┌────────
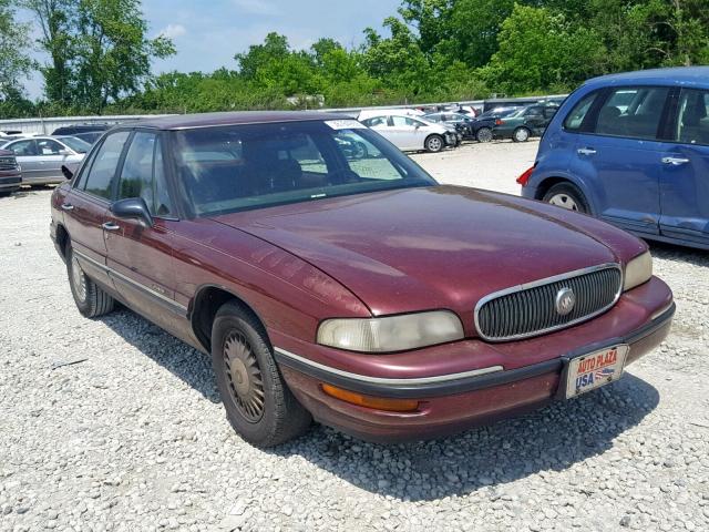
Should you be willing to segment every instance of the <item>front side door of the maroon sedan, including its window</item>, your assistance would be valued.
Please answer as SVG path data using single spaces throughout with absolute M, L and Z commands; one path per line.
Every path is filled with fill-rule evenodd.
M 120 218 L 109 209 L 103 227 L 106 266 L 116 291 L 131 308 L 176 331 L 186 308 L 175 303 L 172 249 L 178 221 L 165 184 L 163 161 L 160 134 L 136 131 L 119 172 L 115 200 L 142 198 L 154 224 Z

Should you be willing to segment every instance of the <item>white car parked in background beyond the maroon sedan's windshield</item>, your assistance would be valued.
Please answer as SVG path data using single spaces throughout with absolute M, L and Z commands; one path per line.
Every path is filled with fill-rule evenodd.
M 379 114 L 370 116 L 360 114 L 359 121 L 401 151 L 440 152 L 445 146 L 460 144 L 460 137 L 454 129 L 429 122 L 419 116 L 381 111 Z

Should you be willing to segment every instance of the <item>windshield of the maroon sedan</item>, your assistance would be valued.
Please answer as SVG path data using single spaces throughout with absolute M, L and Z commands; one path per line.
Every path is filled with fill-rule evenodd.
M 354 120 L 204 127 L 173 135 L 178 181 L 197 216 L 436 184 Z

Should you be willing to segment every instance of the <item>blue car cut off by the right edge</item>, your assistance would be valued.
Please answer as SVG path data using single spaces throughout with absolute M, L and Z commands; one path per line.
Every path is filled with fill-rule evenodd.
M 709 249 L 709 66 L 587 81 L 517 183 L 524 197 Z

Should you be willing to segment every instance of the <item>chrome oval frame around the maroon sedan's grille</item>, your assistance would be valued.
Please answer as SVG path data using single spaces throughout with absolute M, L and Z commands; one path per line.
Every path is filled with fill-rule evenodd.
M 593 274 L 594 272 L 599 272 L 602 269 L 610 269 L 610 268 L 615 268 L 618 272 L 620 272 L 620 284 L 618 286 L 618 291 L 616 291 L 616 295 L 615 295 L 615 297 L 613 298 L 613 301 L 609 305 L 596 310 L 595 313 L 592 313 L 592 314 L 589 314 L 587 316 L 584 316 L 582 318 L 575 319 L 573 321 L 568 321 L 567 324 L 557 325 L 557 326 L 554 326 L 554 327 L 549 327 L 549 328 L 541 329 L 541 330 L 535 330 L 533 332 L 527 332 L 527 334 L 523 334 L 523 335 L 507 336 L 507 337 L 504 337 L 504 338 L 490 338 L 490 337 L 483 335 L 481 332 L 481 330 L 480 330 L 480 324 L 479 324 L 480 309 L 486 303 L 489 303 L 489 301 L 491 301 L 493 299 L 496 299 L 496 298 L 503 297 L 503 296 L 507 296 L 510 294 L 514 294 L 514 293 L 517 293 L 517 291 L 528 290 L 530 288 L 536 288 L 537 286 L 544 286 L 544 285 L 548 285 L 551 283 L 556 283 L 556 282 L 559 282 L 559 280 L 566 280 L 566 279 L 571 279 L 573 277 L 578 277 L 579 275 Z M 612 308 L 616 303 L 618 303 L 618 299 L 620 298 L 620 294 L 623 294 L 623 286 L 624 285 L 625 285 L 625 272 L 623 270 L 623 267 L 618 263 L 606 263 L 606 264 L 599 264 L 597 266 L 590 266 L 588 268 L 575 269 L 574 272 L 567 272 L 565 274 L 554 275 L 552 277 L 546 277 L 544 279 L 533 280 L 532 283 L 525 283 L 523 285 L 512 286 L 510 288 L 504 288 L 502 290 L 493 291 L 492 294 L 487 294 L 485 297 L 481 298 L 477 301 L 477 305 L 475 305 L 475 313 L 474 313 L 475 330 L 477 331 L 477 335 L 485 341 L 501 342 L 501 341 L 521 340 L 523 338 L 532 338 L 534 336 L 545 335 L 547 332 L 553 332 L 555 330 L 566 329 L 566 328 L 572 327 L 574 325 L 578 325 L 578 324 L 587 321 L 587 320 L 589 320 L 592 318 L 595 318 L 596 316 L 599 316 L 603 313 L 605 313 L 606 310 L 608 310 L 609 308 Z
└────────
Action item: The records above should be reproduced exactly, with the pictures omitted.

Result of the exercise:
Should you be willing to segment every instance of the <item>front side door of the maroon sedan, including its window</item>, your assistance would be valued.
Please answer as SVG path data using single spaces throughout with absolute M, L and Z commands; one path per line.
Every path is filled with fill-rule evenodd.
M 120 218 L 109 209 L 103 227 L 106 266 L 116 291 L 131 308 L 176 331 L 186 308 L 175 303 L 172 249 L 178 221 L 165 184 L 163 161 L 160 134 L 136 131 L 119 172 L 115 200 L 142 198 L 154 224 Z

Should you be willing to segment every instance of the <item>white car parked in background beyond the maroon sedan's windshield</item>, your assistance would be valued.
Please answer as SVG path data using single spaces throughout with absolute M, L and Z commands; one path per line.
Every path is filled with fill-rule evenodd.
M 379 114 L 370 116 L 360 114 L 359 121 L 401 151 L 440 152 L 445 146 L 460 144 L 460 137 L 454 129 L 429 122 L 419 116 L 381 111 Z

Should you be willing to segment every instance of the <item>windshield of the maroon sedan</item>, your assistance would be valued.
Please answer as SVG path data using single spaces throughout with absolute M, L and Z commands; one path per line.
Every path is filled with fill-rule evenodd.
M 354 120 L 204 127 L 173 135 L 178 181 L 197 216 L 436 184 Z

Should you be willing to segment every instance of the <item>blue car cut off by the right edge</item>, your assistance would be valued.
Please answer as SVG path data using single spaces throughout with absolute M, L and Z commands; one path per line.
Every path is filled with fill-rule evenodd.
M 709 249 L 709 66 L 587 81 L 517 183 L 524 197 Z

Should you be willing to segment every instance of the <item>chrome oval frame around the maroon sedan's grille</item>, your assistance would be valued.
Please answer as SVG path data using single spaces throughout with absolute M, L and Z commands; one path per line.
Every path is filled with fill-rule evenodd.
M 593 274 L 594 272 L 599 272 L 602 269 L 610 269 L 610 268 L 615 268 L 618 272 L 620 272 L 620 284 L 618 286 L 618 291 L 616 291 L 616 295 L 615 295 L 615 297 L 613 298 L 613 301 L 609 305 L 596 310 L 595 313 L 592 313 L 592 314 L 589 314 L 587 316 L 584 316 L 582 318 L 575 319 L 573 321 L 568 321 L 567 324 L 557 325 L 557 326 L 554 326 L 554 327 L 549 327 L 549 328 L 541 329 L 541 330 L 535 330 L 533 332 L 527 332 L 527 334 L 523 334 L 523 335 L 507 336 L 507 337 L 504 337 L 504 338 L 490 338 L 490 337 L 483 335 L 481 332 L 481 330 L 480 330 L 480 324 L 479 324 L 480 309 L 486 303 L 489 303 L 489 301 L 491 301 L 493 299 L 496 299 L 496 298 L 503 297 L 503 296 L 507 296 L 510 294 L 514 294 L 514 293 L 517 293 L 517 291 L 528 290 L 530 288 L 536 288 L 537 286 L 544 286 L 544 285 L 548 285 L 551 283 L 556 283 L 556 282 L 559 282 L 559 280 L 566 280 L 566 279 L 571 279 L 573 277 L 578 277 L 579 275 Z M 612 308 L 616 303 L 618 303 L 618 299 L 620 298 L 620 294 L 623 294 L 623 286 L 624 285 L 625 285 L 625 272 L 623 270 L 623 267 L 618 263 L 606 263 L 606 264 L 599 264 L 597 266 L 590 266 L 588 268 L 575 269 L 574 272 L 567 272 L 565 274 L 554 275 L 552 277 L 546 277 L 544 279 L 533 280 L 532 283 L 525 283 L 523 285 L 512 286 L 510 288 L 504 288 L 502 290 L 493 291 L 492 294 L 487 294 L 485 297 L 481 298 L 477 301 L 477 305 L 475 305 L 475 313 L 474 313 L 475 330 L 477 331 L 477 335 L 485 341 L 501 342 L 501 341 L 521 340 L 523 338 L 532 338 L 534 336 L 545 335 L 547 332 L 553 332 L 555 330 L 566 329 L 566 328 L 572 327 L 574 325 L 578 325 L 578 324 L 587 321 L 587 320 L 589 320 L 592 318 L 595 318 L 596 316 L 599 316 L 603 313 L 605 313 L 606 310 L 608 310 L 609 308 Z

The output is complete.